Copy out the records word for word, starting with the first line and going on through the line with "64], [281, 97]]". Give only those lines.

--- --- ---

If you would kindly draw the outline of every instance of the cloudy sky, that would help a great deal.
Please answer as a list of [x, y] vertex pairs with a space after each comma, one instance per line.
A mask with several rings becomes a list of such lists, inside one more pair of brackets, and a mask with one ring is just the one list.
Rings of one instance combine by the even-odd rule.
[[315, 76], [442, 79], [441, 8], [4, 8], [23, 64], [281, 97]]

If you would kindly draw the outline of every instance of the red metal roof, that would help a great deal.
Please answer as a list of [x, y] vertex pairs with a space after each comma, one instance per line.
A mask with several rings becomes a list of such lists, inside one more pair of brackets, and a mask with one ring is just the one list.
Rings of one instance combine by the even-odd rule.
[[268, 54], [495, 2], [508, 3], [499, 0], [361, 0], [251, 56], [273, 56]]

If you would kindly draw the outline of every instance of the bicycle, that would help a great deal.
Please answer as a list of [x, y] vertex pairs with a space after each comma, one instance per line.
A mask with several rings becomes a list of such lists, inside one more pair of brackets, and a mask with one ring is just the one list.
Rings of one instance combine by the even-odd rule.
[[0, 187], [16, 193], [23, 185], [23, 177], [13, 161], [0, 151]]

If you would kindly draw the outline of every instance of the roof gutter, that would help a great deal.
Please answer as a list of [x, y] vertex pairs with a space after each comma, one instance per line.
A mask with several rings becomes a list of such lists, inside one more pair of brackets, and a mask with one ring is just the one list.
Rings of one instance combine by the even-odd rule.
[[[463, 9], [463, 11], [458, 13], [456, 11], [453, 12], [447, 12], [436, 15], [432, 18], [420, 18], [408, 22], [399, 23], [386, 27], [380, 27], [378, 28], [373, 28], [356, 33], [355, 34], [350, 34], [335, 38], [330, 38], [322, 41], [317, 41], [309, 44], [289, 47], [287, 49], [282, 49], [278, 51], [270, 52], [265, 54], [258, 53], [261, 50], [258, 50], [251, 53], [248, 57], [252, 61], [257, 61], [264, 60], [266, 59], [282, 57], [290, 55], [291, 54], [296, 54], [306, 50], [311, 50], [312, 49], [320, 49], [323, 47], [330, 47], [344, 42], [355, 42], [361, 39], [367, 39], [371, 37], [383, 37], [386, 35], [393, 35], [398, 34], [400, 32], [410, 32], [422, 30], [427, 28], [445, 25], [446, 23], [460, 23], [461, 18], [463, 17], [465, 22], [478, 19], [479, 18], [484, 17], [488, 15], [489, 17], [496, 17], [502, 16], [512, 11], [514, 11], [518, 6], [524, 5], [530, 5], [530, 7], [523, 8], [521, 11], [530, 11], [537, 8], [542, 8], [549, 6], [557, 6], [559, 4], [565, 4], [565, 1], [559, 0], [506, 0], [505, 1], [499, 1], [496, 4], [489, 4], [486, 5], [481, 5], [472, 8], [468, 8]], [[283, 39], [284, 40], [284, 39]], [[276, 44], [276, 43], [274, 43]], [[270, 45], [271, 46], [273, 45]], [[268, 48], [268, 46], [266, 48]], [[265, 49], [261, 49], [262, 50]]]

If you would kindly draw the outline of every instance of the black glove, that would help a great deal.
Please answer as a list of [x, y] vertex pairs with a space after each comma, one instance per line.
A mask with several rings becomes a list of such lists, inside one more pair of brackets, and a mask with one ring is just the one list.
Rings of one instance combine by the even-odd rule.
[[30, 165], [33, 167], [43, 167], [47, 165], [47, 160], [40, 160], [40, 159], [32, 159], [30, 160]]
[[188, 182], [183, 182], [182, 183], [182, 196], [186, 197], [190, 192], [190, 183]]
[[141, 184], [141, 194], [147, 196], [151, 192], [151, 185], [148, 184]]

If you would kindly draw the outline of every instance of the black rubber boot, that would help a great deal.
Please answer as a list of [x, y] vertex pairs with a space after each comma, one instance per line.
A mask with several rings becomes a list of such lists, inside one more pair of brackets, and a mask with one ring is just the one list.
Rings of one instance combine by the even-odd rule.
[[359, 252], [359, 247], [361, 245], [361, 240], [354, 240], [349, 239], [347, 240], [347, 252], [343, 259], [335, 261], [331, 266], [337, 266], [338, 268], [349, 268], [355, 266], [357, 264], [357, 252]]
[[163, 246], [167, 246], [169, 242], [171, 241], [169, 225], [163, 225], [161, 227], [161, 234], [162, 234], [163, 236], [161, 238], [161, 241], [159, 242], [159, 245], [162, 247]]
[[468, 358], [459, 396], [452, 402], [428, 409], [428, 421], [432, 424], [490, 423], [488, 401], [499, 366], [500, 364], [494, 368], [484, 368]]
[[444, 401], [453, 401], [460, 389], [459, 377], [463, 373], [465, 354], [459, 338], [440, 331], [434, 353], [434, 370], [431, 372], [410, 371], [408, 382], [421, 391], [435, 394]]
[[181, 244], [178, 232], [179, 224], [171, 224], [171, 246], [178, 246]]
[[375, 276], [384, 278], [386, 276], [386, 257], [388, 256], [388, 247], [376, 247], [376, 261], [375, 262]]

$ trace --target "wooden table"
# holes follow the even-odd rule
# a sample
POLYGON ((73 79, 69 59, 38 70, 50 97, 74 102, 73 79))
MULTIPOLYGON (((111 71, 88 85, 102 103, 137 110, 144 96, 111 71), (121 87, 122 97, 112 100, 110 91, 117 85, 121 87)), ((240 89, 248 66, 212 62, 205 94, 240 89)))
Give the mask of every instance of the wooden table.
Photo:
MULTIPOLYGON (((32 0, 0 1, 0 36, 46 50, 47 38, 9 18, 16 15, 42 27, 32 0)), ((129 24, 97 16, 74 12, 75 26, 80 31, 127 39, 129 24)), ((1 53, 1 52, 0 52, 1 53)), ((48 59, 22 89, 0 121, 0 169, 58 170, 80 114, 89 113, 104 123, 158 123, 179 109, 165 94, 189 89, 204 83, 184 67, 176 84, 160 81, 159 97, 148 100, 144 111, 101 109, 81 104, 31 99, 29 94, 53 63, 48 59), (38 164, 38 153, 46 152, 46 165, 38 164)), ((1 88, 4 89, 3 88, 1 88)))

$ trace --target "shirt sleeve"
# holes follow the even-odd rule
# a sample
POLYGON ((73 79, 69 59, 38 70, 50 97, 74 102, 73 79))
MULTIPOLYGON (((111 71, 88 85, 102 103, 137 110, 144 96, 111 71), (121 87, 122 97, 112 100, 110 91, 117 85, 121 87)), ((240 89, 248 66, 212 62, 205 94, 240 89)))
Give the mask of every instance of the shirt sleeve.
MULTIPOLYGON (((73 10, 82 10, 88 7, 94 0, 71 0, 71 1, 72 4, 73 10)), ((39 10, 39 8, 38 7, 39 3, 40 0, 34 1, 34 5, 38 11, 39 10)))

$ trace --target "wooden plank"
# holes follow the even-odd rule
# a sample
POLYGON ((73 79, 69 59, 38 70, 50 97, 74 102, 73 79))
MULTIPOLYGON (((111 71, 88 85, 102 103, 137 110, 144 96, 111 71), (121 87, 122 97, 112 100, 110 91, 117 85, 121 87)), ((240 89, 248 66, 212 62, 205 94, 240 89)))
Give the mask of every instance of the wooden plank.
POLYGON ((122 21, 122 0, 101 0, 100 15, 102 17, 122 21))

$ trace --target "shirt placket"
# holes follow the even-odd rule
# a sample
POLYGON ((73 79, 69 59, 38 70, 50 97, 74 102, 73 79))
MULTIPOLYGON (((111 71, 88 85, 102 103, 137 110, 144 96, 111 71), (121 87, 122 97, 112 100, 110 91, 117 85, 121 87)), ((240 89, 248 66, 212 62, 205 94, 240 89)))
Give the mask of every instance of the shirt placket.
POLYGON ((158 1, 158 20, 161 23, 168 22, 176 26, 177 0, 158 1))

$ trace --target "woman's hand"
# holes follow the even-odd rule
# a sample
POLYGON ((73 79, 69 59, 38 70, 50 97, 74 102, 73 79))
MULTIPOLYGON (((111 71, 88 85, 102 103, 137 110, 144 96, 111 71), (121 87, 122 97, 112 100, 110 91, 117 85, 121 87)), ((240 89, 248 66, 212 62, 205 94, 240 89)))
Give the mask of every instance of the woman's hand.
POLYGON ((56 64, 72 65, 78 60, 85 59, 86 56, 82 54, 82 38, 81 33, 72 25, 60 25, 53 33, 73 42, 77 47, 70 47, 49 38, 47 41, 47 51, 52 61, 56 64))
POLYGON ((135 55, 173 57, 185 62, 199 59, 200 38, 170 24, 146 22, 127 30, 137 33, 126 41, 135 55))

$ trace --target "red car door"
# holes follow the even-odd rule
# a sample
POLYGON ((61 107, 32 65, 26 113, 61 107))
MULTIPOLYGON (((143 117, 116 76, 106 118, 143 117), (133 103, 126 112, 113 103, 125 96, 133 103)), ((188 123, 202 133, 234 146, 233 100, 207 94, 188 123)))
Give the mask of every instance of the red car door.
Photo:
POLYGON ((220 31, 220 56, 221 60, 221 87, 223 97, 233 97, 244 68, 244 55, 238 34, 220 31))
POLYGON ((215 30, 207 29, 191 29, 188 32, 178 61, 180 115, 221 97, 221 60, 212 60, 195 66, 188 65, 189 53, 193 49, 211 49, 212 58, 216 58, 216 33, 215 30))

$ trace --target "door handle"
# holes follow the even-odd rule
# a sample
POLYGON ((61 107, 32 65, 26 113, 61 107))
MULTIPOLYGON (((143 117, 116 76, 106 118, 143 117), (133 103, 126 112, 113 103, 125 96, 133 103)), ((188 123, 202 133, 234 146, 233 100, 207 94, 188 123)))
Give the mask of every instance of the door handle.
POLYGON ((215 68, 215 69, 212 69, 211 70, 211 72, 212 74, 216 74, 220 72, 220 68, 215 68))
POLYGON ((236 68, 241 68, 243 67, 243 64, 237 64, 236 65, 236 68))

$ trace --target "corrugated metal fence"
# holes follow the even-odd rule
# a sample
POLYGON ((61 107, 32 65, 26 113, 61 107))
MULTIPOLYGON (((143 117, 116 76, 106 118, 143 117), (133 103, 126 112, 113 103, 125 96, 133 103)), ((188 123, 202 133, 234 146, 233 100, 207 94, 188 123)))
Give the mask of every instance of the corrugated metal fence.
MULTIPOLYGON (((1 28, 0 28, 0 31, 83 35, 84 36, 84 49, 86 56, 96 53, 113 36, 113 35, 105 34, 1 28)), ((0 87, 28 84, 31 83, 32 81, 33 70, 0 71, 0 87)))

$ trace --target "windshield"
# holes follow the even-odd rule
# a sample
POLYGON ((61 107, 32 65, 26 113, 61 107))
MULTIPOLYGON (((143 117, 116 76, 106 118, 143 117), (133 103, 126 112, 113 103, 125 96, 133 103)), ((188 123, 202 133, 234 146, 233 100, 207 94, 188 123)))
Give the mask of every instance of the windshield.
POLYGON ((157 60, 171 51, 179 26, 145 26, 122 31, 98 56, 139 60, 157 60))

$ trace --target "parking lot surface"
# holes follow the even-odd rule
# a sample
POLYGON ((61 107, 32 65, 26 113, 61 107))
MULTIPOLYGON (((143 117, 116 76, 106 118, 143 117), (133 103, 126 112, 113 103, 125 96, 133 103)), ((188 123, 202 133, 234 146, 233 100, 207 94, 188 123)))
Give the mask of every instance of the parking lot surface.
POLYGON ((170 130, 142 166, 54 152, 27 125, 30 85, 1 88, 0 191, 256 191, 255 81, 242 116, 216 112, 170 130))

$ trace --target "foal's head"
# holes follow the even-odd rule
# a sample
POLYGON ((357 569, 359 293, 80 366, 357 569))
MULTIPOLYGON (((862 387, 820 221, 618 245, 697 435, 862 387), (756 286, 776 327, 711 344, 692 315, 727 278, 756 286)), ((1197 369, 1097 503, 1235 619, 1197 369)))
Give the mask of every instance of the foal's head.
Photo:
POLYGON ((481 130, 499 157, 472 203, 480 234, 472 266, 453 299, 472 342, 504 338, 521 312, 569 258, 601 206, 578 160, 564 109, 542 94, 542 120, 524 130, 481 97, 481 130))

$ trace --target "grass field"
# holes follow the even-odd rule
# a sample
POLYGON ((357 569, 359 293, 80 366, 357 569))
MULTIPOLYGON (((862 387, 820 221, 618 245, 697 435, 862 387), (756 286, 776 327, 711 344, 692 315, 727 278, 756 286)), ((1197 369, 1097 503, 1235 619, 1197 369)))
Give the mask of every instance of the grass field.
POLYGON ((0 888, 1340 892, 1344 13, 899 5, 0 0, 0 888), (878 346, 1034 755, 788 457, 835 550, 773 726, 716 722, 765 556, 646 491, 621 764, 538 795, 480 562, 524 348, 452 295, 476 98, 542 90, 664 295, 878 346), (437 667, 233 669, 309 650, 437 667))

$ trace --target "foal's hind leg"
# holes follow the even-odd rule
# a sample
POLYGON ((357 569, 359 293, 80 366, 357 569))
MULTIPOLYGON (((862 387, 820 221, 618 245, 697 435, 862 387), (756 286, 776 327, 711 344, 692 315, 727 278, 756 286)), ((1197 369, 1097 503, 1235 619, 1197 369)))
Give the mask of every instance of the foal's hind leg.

--- --- ---

### Output of the task
If you would kindly draw the outline of every instance of the cloudy sky, that would help a great deal.
Please answer as a list of [x, y] vertex pairs with a space after each comma, one instance per line.
A mask with several rings becomes a list of such lists, inside one more pair of brackets, and a mask with one ring is just the one list.
Rings of one instance combine by the even-odd rule.
[[315, 76], [442, 79], [441, 8], [4, 8], [23, 64], [281, 97]]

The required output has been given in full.